§ Working data

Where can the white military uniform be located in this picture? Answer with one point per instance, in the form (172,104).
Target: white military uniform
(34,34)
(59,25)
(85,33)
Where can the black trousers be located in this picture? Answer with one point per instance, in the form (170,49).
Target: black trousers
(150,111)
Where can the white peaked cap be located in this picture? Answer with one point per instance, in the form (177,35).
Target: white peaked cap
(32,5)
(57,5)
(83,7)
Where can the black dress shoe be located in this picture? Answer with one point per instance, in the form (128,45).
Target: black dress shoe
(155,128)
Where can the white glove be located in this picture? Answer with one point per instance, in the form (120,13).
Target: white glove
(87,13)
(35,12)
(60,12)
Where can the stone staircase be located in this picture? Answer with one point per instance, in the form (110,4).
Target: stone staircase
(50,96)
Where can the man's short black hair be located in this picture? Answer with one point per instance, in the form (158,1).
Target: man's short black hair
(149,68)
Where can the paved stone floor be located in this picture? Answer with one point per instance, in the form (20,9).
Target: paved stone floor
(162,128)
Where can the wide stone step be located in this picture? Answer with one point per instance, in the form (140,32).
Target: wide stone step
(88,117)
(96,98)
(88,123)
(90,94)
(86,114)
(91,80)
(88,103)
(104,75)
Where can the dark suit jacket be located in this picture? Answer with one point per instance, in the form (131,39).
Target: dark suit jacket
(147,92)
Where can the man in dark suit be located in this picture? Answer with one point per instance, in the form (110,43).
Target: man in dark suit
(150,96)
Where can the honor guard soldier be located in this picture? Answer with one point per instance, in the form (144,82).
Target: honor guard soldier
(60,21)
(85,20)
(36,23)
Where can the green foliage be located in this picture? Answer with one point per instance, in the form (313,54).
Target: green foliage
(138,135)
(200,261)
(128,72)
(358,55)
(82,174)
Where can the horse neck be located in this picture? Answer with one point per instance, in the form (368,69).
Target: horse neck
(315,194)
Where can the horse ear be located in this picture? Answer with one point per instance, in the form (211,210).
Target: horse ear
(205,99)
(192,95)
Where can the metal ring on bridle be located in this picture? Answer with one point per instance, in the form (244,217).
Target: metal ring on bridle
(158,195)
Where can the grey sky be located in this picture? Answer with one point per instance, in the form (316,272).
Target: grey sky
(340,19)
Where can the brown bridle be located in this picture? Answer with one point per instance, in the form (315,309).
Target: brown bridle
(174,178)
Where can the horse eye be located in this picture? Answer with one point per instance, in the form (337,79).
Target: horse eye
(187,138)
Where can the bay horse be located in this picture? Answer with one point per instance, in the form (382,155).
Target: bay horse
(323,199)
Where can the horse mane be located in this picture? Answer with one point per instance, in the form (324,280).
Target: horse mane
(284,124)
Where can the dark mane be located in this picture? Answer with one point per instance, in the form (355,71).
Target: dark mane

§ Exercise brief
In the material above, the line with "Where can the brown" marks the start. Print it and every line after it through the last, exactly.

§ Expected answer
Where can the brown bridle be located in this picture? Answer with one point per instance, in the form (315,309).
Target: brown bridle
(174,178)
Where can the horse eye be located in this picture? Answer with one point per instance, in the form (337,79).
Target: horse eye
(187,138)
Where can the bay horse be located in this picture? Answer with one point per instance, in the form (382,155).
Target: bay horse
(323,199)
Where can the horse mane be located in this picture? Answer with one point per instance, in the form (324,280).
Target: horse mane
(284,124)
Where can the dark mane be located in this picture? Answer with one point per instance, in the form (355,71).
Target: dark mane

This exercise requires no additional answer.